■ Work to do:
Reproduce every one of the records below word for word, keeping each line unchanged and in its original order.

■ Materials provided:
————
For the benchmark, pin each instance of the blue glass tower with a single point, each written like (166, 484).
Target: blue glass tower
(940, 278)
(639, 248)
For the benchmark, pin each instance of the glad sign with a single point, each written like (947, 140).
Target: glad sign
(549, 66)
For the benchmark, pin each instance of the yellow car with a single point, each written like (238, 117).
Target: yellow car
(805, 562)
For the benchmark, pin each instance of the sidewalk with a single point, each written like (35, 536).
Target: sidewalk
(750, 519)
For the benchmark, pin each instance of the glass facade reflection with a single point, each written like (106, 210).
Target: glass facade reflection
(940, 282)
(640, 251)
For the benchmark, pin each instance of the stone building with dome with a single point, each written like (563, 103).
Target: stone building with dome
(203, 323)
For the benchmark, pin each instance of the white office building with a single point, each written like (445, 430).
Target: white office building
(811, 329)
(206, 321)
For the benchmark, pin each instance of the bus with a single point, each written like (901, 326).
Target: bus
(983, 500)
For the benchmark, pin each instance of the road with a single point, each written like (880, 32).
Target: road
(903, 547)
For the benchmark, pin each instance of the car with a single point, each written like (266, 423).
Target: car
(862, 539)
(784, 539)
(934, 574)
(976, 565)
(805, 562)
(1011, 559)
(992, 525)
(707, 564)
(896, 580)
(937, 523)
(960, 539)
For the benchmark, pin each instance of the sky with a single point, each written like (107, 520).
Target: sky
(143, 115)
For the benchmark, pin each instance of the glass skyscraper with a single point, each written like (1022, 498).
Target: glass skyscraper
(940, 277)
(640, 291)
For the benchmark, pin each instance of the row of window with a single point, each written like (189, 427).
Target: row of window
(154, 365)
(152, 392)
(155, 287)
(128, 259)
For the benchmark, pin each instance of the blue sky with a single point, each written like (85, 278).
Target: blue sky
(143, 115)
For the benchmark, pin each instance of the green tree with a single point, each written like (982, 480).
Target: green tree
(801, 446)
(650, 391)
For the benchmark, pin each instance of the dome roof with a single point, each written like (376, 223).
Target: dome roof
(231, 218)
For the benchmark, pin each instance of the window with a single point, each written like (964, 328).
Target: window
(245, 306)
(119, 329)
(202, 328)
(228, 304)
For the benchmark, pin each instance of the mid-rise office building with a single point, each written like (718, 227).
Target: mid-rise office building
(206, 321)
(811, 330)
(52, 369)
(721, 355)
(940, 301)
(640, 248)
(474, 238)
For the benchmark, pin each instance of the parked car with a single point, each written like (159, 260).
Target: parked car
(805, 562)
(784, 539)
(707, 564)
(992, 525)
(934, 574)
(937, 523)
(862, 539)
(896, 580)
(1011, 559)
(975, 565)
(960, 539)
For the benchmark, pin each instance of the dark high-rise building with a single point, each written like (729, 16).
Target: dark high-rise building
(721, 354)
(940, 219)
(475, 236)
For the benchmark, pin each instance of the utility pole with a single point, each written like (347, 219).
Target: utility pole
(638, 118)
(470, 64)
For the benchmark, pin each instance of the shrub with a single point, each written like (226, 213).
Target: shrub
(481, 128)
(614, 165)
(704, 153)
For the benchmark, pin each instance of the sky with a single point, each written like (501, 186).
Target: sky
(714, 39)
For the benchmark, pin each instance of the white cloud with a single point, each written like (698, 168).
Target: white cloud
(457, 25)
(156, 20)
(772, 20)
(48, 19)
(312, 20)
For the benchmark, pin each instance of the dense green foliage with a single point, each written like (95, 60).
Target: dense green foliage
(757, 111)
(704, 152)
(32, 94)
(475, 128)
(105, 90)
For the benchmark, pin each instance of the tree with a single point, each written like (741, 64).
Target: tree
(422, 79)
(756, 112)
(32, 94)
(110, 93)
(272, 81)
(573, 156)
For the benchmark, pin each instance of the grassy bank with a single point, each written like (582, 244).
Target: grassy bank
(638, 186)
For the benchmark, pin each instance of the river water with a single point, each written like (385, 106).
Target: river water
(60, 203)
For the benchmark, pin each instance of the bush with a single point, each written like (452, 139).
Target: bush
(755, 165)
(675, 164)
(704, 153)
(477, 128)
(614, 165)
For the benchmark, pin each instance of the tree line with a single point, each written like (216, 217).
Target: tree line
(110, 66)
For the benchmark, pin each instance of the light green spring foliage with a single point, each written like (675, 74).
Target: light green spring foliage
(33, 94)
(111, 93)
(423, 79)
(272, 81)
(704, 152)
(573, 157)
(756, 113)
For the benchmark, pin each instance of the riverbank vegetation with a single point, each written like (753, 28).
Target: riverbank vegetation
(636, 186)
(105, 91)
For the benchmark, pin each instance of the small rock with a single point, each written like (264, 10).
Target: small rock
————
■ Correct response:
For the benchmark, pin each instance of the blue glass tower with a single point, each written like (166, 484).
Target: blue glass tower
(940, 278)
(639, 248)
For the benchmark, pin each instance of the glad sign with a single point, each written like (947, 140).
Target: glad sign
(549, 66)
For the benchmark, pin each instance of the yellow car with a single point, each written like (238, 117).
Target: yellow car
(805, 562)
For the benchmark, pin each instance of the sidewalk with a single point, each written like (35, 536).
Target: sidewalk
(750, 519)
For the benchmark, pin each instance of the glass facade reflection with a single point, each written like (106, 210).
Target: glass facade reflection
(940, 282)
(640, 251)
For the benchmark, pin each instance of the stone building with dome with a single point, each written like (563, 103).
Target: stone building with dome
(203, 323)
For the benchmark, pin each instance of the white office building with a single point, each written like (445, 430).
Target: white office building
(811, 329)
(206, 321)
For the benchmark, pin each instance of the bus with a single point, each written like (901, 326).
Target: bus
(983, 500)
For the benchmark, pin each instance of the road with a single point, each written like (880, 32).
Target: road
(903, 547)
For the benchmark, pin each instance of the car with a single point, each written like (266, 423).
Target: car
(862, 539)
(784, 539)
(934, 574)
(976, 565)
(805, 562)
(1011, 559)
(992, 525)
(707, 564)
(896, 580)
(937, 523)
(960, 539)
For the benchmark, pin each instance of the sky with a single point, each written like (107, 520).
Target: sky
(143, 115)
For the benchmark, pin each instance of the glass skyscraper with a single point, each written like (1022, 498).
Target: glass skyscraper
(940, 277)
(640, 291)
For the benchmark, pin each instance of the row of window with a single point, each written like (189, 427).
Target: row of window
(154, 365)
(152, 392)
(155, 287)
(128, 259)
For the benchmark, pin each instance of the blue sky with a single point, each written like (85, 278).
Target: blue sky
(143, 115)
For the benchmark, pin each instance of the green tree with a single point, each written like (982, 480).
Target: green tree
(801, 446)
(650, 391)
For the benchmark, pin each instance of the dome roof with a single point, each written like (376, 223).
Target: dome roof
(231, 218)
For the benchmark, pin each instance of the window with a single point, each written like (964, 328).
Target: window
(245, 306)
(119, 329)
(202, 328)
(228, 304)
For the benchmark, pin each instance of the mid-rise office building with a single point, each written like (718, 227).
Target: mid-rise office building
(206, 321)
(811, 330)
(52, 369)
(721, 355)
(940, 301)
(640, 248)
(474, 238)
For the benchmark, pin each instance of the parked car with a single point, each written like (159, 260).
Target: parked car
(805, 562)
(784, 539)
(707, 564)
(992, 525)
(934, 574)
(937, 523)
(862, 539)
(896, 580)
(1011, 559)
(975, 565)
(960, 539)
For the benchmark, pin each instance of the dark high-rise building with a single point, each written like (729, 16).
Target: dark high-rise building
(721, 354)
(940, 219)
(475, 236)
For the benchmark, pin each instance of the utility pole with a single point, each written like (347, 219).
Target: utility pole
(638, 118)
(470, 64)
For the benchmark, pin each instance of the shrub with a single point, each written like (226, 213).
Target: shrub
(481, 128)
(614, 165)
(704, 153)
For the benchmark, pin each instance of the sky with a single point, each written like (501, 186).
Target: sky
(714, 39)
For the benchmark, pin each instance of the white cloud with a single point, each written like (698, 168).
Target: white cloud
(457, 25)
(156, 20)
(772, 20)
(48, 19)
(312, 20)
For the benchmark, pin each instance of the dense green foliage with a single point, each written like (95, 60).
Target: dense green foliage
(757, 111)
(704, 152)
(32, 94)
(475, 128)
(105, 90)
For the benchmark, pin each instance of the tree with a single point, each written like (741, 64).
Target: tree
(422, 79)
(756, 112)
(32, 94)
(110, 93)
(272, 81)
(573, 156)
For the benchmark, pin each instance of the grassy bank with a single point, each written like (582, 244).
Target: grassy bank
(638, 186)
For the benchmark, pin each instance of the river water with a single point, each written like (385, 106).
Target: river water
(60, 203)
For the benchmark, pin each instance of the bush with a single point, each written like (452, 139).
Target: bush
(755, 165)
(675, 164)
(704, 153)
(477, 128)
(614, 165)
For the benchmark, pin each instance of the tree line with a single point, each written like (216, 217).
Target: tree line
(110, 66)
For the benchmark, pin each instance of the light green spring foliage with a single point, each written like (675, 74).
Target: light green spring foliage
(33, 94)
(111, 93)
(423, 79)
(272, 81)
(704, 152)
(573, 157)
(756, 113)
For the benchmark, pin each instance of the riverbank vegetation with a single point, each written like (753, 28).
Target: riverbank vegetation
(636, 186)
(105, 91)
For the benchmark, pin each instance of the small rock with a single point, each written like (264, 10).
Target: small rock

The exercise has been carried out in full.